→ **What is expected**: Please count how many lines of the data below contain the string "reel", and reply with that number alone.

→ **Provided data**:
* * *
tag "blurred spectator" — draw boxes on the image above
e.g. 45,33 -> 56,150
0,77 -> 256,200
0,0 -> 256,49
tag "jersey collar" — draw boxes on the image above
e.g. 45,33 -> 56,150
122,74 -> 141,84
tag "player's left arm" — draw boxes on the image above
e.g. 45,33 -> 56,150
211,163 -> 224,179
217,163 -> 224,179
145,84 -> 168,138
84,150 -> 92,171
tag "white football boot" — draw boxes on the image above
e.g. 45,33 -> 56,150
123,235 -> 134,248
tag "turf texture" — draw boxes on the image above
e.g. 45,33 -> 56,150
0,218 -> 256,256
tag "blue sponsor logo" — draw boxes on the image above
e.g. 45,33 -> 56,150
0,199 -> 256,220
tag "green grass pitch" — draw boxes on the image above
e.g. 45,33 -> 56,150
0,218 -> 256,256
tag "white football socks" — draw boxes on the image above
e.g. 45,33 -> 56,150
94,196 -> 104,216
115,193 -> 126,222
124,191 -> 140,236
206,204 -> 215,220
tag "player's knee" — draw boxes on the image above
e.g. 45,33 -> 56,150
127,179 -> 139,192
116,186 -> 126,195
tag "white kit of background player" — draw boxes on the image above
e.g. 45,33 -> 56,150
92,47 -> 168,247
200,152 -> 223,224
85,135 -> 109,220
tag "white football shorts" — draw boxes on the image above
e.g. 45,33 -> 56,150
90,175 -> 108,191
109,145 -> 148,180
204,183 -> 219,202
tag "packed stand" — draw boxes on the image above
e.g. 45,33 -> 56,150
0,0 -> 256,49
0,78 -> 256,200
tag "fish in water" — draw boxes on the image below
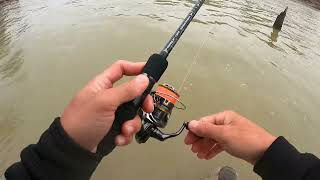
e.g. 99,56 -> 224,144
273,7 -> 288,31
218,166 -> 238,180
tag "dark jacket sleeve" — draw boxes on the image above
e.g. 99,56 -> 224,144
254,137 -> 320,180
5,118 -> 102,180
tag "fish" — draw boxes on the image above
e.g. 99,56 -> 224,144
273,7 -> 288,31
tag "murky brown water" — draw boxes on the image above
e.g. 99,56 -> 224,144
0,0 -> 320,180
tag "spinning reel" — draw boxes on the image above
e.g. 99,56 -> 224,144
136,84 -> 187,144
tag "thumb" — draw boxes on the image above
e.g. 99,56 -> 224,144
188,121 -> 223,142
109,75 -> 149,105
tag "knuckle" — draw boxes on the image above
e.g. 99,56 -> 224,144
224,110 -> 237,116
114,60 -> 127,66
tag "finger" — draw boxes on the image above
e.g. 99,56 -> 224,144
115,135 -> 133,146
188,121 -> 224,142
100,60 -> 146,84
103,75 -> 149,106
197,138 -> 217,159
142,95 -> 154,113
191,138 -> 216,156
200,112 -> 226,125
205,144 -> 223,160
184,131 -> 201,145
121,116 -> 141,137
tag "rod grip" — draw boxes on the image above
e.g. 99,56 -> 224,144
97,54 -> 168,156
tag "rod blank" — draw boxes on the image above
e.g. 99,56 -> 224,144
160,0 -> 205,58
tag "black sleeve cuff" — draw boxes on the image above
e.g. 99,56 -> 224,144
6,118 -> 102,180
254,137 -> 319,180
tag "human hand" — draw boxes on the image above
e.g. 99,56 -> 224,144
61,61 -> 153,152
185,111 -> 276,165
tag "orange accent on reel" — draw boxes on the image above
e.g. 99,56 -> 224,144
156,84 -> 180,105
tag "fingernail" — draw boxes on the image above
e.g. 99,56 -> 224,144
135,74 -> 149,83
117,136 -> 126,146
127,126 -> 134,135
188,121 -> 199,130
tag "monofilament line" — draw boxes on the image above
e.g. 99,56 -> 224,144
178,28 -> 212,94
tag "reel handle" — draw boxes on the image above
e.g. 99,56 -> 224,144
97,54 -> 168,156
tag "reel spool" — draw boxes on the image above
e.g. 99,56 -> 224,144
136,84 -> 186,143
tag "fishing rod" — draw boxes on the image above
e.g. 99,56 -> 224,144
97,0 -> 205,155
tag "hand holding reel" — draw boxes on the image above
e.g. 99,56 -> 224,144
136,84 -> 186,143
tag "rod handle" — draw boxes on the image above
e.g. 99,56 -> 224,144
97,54 -> 168,156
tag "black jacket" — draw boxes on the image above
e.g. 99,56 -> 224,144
5,119 -> 320,180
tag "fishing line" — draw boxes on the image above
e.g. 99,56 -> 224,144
178,27 -> 213,93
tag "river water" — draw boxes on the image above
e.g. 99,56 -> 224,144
0,0 -> 320,180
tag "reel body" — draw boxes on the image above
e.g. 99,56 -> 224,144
135,84 -> 186,143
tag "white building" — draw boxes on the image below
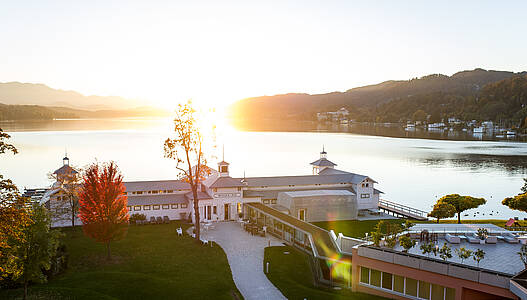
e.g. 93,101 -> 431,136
41,150 -> 381,226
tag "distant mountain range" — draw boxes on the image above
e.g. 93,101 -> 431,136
0,82 -> 169,121
230,69 -> 527,122
0,82 -> 144,110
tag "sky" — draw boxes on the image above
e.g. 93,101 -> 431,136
0,0 -> 527,107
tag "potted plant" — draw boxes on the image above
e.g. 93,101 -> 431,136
399,235 -> 416,252
518,245 -> 527,269
472,249 -> 485,268
477,228 -> 489,244
439,243 -> 452,261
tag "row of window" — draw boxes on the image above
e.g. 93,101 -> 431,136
128,203 -> 188,211
262,199 -> 276,204
124,190 -> 183,195
360,267 -> 456,300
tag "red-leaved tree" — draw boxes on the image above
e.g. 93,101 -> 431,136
79,162 -> 128,259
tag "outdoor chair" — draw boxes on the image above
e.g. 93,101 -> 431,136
445,233 -> 460,244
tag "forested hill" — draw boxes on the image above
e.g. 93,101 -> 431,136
0,82 -> 144,110
372,75 -> 527,127
230,69 -> 526,121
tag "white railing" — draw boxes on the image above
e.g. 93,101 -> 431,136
379,199 -> 428,218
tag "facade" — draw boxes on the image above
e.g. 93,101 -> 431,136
245,203 -> 527,300
41,149 -> 381,227
278,190 -> 357,222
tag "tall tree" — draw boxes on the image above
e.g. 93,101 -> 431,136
7,203 -> 60,299
79,162 -> 128,259
164,100 -> 210,240
0,128 -> 31,280
428,202 -> 456,223
437,194 -> 487,224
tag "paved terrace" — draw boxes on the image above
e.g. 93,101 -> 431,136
246,202 -> 339,258
201,222 -> 285,299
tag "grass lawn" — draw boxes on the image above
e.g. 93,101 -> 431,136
0,223 -> 243,300
313,219 -> 527,238
264,246 -> 385,300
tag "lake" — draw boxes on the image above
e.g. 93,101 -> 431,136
0,119 -> 527,219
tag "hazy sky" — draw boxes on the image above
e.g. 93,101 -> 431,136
0,0 -> 527,105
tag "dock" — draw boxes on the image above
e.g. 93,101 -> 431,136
379,199 -> 428,221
* * *
→ **Exercise answer**: 6